EXTRAIT À LIRE:
◇ ◇ ◇ ◇
Le 14 février c’est la fête de la Saint Valentin. L’abbé Alain René Arbez s’interroge sur les raisons qui ont conduit cette date à devenir « un logo publicitaire » sous l’égide de Cupidon ».
Valentin était un évêque romain. Il fut décapité sur ordre de l’empereur Claude en 268. Il avait osé transgresser les décisions impériales en célébrant un mariage chrétien entre Serapia et Sabin.
A l’époque se déroulait chaque printemps la fête des Lupercales, donnant l’occasion à de jeunes hommes et à de jeunes femmes de déposer leurs noms dans des urnes pour pouvoir ensuite tirer au sort les partenaires d’un jour. Ces festivités orgiaques étaient organisées sous le patronage de la déesse Junon et du dieu Pan, et les prêtres de Lupercus organisaient des fêtes délirantes.
Face à ces solennités païennes et leurs débordements, des chrétiens voulurent mettre en valeur un amour véritable entre un homme et une femme. Ils étaient à l’évidence à contre-courant de l’opinion majoritaire où tout était permis! Ils s’inspiraient de la prière de Tobie et Sara (Tb 8,4) « Nous sommes les descendants d’un peuple de saints, nous ne pouvons pas nous unir comme des païens qui ne connaissent pas Dieu ! Seigneur, tu le sais, si j’épouse cette fille d’Israël, ce n’est pas pour satisfaire mes passions. Mais seulement par désir de fonder une famille qui bénira ton nom dans la suite des siècles.. »
◇ ◇ ◇ ◇
DONNÉES RÉPERTORIÉES:
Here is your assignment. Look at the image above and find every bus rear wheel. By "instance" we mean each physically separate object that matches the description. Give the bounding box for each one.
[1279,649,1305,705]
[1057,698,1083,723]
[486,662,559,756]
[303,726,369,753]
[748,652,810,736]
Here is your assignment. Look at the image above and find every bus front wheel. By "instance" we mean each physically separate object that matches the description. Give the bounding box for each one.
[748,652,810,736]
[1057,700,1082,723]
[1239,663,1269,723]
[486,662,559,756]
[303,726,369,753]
◇ ◇ ◇ ◇
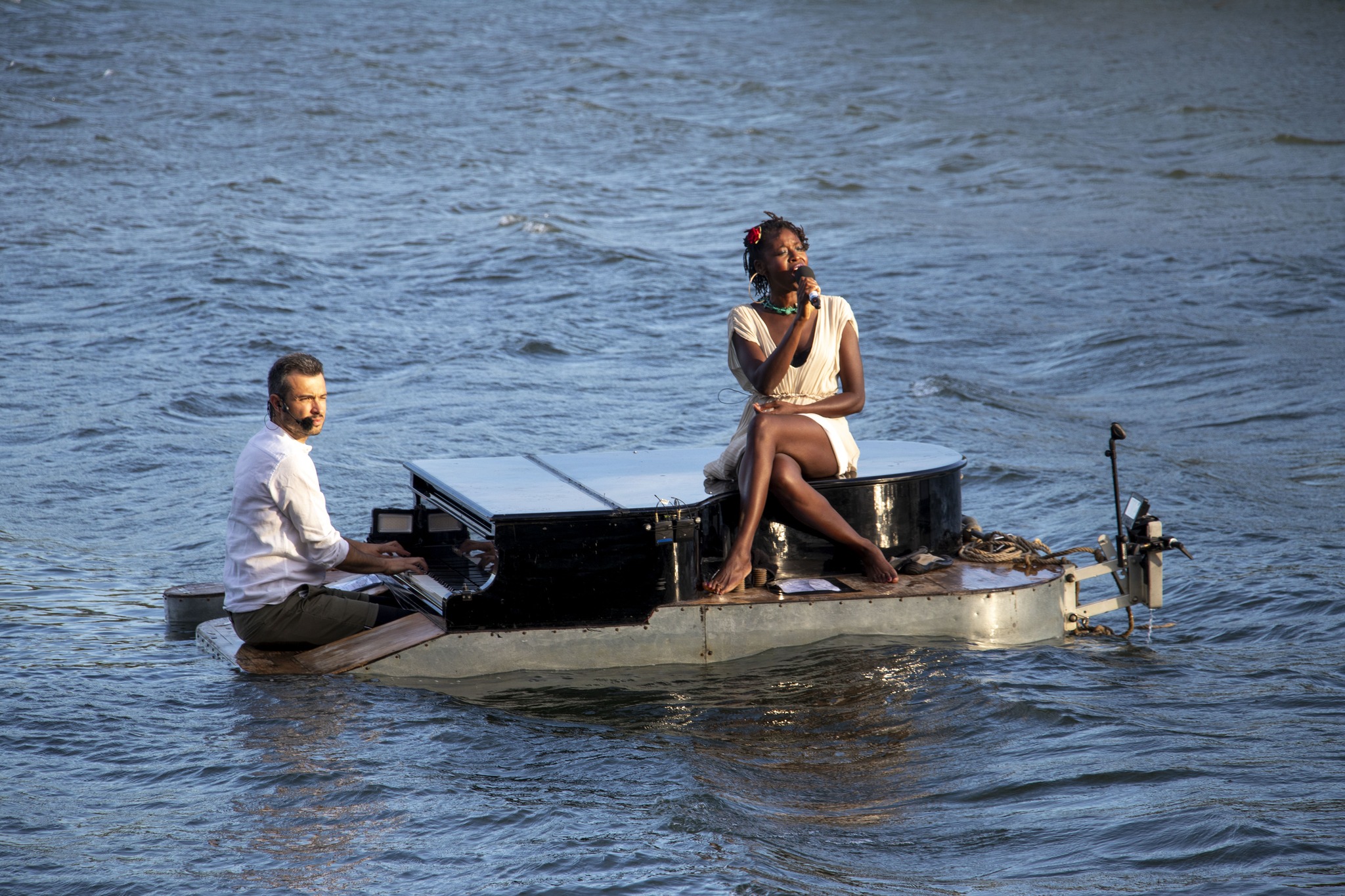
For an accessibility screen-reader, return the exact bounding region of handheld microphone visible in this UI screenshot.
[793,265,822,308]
◇ ◇ ◇ ◇
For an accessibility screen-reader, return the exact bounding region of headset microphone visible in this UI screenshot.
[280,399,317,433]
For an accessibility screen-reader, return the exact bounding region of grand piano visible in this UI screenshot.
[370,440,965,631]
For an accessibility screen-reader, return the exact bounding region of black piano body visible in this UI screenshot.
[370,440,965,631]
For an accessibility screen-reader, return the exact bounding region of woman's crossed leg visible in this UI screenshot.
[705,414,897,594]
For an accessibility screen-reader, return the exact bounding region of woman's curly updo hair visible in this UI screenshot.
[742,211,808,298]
◇ ◇ ◇ ◇
TRAVAIL DEMANDÉ:
1. Modifiez le passage du texte sur la Saint-Valentin compris entre « Valentin était un » et « des fêtes délirantes. », bornes incluses, en y remplaçant « décapité » par « exécuté ».
2. Reprenez le texte sur la Saint-Valentin à la suite de sa dernière phrase et poursuivez-le.
Ces données n'ont aucun lien avec le texte sur la Saint-Valentin.

RÉSULTATS ATTENDUS:
1.
Valentin était un évêque romain. Il fut exécuté sur ordre de l’empereur Claude en 268. Il avait osé transgresser les décisions impériales en célébrant un mariage chrétien entre Serapia et Sabin.
A l’époque se déroulait chaque printemps la fête des Lupercales, donnant l’occasion à de jeunes hommes et à de jeunes femmes de déposer leurs noms dans des urnes pour pouvoir ensuite tirer au sort les partenaires d’un jour. Ces festivités orgiaques étaient organisées sous le patronage de la déesse Junon et du dieu Pan, et les prêtres de Lupercus organisaient des fêtes délirantes.

2.
Serapia était chrétienne et Sabin, légionnaire romain. Ils n’étaient pas des rabat-joie complexés, mais des êtres convaincus que l’amour vraiment respectueux des personnes est fondé sur un engagement mutuel, selon les valeurs éthiques de la Parole de Dieu.
D’après la chronique, Serapia et Sabin ont alors fait appel à Valentin pour qu’il bénisse leur union basée sur un amour réciproque, sincère et définitif. Comme pour d’autres mariages semblables célébrés par l’évêque Valentin en infraction des décrets de l’empereur, ces démarches furent réprimées par le martyre. (Il faut préciser qu’une des raisons d’interdiction du mariage – outre la licence des mœurs – était qu’un soldat marié avait beaucoup moins de motivation pour partir faire la guerre).
Mais comment les opinions modernes en sont-elles arrivées à confondre le témoignage courageux de Valentin avec un Cupidon capricieux décochant ses flèches pour des partenariats sans lendemains ?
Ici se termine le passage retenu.